■ **EXERCISE**:
Could you return, exactly as written, only the lines from the one holding "Locate the rusty" through the final line of the records below?

:::

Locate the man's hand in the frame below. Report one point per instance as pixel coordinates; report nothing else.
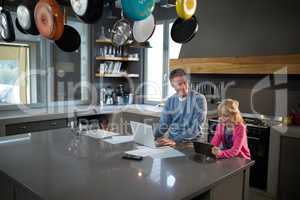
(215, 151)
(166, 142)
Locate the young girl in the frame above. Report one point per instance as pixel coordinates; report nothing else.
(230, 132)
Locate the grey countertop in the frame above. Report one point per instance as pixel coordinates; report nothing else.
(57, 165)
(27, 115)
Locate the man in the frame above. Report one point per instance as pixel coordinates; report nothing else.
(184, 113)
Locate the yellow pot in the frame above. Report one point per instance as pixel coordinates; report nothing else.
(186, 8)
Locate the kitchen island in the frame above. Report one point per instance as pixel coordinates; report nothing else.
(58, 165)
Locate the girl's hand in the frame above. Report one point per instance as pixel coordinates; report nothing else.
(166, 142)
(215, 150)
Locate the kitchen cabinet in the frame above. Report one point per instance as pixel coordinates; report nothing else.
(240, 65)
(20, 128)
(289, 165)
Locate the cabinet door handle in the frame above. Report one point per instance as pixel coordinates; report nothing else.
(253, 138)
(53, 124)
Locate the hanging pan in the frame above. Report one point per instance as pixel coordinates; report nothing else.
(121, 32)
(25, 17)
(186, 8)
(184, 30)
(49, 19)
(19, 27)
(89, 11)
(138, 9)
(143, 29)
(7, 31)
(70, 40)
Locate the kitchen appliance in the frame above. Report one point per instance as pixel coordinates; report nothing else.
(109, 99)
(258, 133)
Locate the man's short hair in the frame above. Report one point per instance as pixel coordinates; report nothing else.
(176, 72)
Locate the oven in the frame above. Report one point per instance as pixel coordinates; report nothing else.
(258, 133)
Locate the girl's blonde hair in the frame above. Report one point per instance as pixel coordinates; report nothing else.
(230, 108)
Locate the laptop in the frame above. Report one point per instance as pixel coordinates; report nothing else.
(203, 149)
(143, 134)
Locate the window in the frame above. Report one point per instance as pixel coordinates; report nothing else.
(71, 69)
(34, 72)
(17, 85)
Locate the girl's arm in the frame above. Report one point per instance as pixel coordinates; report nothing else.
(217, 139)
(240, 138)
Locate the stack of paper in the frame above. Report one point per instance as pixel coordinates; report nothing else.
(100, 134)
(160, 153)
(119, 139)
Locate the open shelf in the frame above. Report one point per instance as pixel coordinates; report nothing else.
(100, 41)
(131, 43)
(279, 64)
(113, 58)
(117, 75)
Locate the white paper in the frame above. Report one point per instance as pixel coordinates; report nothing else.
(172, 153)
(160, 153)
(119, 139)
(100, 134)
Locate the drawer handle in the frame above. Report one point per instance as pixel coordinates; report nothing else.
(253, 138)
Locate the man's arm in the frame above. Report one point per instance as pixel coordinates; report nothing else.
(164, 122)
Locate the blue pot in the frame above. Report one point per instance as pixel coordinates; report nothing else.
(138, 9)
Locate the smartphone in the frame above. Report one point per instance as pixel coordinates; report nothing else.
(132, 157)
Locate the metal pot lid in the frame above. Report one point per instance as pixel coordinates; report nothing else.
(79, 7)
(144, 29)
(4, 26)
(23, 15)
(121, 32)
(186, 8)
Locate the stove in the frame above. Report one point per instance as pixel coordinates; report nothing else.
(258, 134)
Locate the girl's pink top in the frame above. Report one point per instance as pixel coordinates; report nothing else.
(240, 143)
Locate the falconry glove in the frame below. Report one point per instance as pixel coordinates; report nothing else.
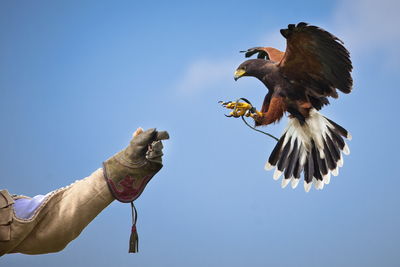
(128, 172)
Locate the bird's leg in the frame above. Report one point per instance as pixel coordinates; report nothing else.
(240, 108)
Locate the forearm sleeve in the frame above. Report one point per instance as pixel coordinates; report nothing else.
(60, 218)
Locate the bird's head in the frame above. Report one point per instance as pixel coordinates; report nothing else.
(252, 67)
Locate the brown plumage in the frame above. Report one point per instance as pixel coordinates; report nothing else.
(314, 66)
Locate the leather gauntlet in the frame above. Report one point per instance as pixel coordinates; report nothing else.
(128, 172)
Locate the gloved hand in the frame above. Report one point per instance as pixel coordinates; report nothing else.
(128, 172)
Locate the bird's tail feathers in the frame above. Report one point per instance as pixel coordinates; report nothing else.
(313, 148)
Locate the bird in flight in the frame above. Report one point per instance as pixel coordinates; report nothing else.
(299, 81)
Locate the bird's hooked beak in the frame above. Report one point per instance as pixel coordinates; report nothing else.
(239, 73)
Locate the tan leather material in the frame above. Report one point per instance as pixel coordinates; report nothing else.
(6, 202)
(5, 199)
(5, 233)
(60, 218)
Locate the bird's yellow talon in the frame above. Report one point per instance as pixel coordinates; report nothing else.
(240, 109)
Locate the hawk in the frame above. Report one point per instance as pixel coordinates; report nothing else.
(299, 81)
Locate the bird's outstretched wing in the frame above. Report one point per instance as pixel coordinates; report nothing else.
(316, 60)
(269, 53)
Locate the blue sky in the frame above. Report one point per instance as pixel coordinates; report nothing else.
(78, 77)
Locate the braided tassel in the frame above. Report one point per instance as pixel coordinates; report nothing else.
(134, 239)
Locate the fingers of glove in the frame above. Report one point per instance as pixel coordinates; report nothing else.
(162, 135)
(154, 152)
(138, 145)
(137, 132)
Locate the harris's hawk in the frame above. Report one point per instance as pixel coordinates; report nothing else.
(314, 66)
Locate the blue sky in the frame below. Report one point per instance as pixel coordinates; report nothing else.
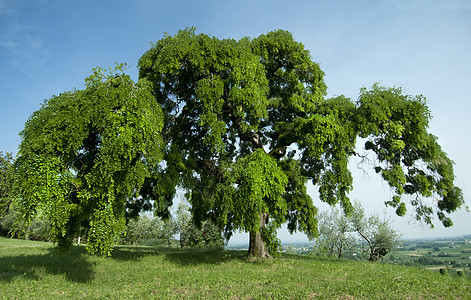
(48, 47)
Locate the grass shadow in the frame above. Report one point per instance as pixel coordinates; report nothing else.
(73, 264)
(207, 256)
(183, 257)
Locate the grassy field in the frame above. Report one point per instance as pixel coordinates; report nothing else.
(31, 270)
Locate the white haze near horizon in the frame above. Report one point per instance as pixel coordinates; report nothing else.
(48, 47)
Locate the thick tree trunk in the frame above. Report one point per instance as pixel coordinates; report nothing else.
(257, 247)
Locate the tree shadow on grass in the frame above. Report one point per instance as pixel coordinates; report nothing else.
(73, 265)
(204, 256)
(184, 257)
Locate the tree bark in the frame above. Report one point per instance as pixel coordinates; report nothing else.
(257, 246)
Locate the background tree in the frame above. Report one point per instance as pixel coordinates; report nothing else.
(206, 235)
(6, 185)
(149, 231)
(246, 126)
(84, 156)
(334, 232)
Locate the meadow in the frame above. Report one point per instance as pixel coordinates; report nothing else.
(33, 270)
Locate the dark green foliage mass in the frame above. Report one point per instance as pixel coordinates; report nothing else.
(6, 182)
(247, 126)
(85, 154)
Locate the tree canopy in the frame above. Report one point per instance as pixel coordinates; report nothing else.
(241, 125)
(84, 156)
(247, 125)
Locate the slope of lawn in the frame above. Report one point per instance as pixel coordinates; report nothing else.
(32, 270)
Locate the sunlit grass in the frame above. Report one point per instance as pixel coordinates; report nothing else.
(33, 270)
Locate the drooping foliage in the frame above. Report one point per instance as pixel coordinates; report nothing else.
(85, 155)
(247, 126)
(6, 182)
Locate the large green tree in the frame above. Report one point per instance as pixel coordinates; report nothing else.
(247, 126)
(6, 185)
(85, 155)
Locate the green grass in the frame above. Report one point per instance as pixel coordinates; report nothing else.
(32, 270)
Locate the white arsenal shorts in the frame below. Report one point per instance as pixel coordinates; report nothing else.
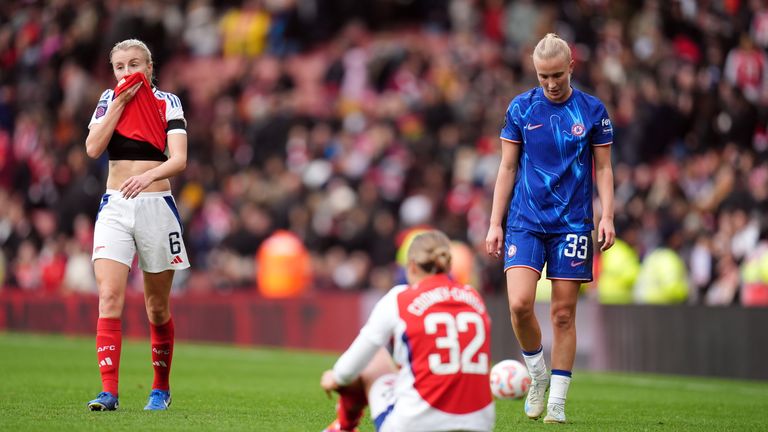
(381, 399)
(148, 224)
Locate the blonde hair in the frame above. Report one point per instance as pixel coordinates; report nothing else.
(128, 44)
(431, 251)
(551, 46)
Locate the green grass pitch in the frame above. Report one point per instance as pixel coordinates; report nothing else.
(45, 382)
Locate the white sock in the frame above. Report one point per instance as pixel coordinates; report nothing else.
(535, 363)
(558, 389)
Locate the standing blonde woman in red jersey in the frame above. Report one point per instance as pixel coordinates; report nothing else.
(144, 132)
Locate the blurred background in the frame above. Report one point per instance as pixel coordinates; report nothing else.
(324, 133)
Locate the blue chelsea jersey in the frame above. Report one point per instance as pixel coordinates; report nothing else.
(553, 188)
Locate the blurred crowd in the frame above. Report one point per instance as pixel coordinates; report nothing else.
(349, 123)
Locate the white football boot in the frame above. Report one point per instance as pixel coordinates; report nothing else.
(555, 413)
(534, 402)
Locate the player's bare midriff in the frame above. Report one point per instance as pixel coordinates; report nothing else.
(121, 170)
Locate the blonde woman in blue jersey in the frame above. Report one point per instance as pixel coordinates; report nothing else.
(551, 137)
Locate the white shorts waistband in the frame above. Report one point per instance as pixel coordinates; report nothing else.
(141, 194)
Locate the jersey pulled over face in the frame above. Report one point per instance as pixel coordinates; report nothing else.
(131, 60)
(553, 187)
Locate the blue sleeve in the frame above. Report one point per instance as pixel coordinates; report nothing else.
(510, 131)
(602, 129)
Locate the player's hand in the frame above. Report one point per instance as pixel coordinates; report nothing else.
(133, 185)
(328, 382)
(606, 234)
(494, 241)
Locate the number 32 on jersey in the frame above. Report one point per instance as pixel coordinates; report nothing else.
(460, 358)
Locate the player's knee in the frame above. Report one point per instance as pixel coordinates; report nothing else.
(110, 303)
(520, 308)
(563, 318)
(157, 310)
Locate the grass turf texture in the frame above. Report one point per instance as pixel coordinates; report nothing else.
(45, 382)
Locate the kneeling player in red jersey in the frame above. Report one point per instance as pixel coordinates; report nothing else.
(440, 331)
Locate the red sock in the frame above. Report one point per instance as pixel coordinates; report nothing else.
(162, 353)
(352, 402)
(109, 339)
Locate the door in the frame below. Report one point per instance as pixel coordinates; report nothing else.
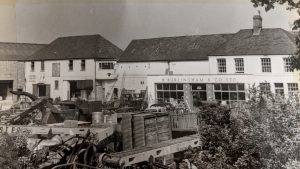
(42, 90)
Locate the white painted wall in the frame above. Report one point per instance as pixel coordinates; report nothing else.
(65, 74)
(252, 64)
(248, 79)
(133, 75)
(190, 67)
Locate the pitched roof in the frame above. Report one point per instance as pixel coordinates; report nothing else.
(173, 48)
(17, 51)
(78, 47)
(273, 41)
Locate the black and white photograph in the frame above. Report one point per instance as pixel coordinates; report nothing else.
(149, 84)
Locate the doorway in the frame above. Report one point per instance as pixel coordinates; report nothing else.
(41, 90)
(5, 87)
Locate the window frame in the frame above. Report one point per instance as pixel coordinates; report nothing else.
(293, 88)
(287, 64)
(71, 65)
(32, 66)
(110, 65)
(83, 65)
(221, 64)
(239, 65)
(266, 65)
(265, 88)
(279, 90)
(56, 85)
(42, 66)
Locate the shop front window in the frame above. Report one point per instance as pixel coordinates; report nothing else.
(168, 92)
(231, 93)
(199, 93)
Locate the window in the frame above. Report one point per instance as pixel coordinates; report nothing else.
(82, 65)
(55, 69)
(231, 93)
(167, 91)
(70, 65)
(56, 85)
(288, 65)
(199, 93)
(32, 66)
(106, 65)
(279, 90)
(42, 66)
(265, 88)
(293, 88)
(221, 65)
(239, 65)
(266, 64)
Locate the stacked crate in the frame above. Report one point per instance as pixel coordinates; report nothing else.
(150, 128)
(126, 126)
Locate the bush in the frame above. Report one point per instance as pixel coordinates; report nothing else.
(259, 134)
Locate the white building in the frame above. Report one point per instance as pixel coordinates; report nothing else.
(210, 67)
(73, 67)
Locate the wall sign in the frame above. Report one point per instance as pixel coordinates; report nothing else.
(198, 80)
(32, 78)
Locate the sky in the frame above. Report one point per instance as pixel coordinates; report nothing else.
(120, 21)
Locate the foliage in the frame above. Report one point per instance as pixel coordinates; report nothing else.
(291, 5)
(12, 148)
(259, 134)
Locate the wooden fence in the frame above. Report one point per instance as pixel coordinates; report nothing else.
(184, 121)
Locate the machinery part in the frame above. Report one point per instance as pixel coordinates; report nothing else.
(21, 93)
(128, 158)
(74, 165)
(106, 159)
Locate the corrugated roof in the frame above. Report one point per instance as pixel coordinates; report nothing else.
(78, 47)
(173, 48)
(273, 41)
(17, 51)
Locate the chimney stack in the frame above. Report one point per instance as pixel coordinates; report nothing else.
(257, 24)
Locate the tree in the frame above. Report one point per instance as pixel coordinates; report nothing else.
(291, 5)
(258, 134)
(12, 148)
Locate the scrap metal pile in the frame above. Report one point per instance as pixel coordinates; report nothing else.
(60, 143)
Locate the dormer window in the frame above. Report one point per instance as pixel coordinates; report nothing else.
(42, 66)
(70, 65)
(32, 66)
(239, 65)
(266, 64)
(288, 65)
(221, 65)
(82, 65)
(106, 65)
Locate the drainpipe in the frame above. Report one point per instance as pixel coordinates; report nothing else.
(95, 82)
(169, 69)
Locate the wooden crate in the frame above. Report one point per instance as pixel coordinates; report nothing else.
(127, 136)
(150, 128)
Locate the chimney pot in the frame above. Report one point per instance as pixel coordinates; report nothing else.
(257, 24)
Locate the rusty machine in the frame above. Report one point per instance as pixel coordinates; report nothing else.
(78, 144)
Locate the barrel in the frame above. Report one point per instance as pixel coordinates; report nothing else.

:::

■ **FINAL ANSWER**:
Locate the rusty machine in the frame above. Report one point per instance as pixel coordinates; report nothing else.
(78, 144)
Locate the barrel in the frame above. Report one point per instance as pixel coordinates; report nothing else.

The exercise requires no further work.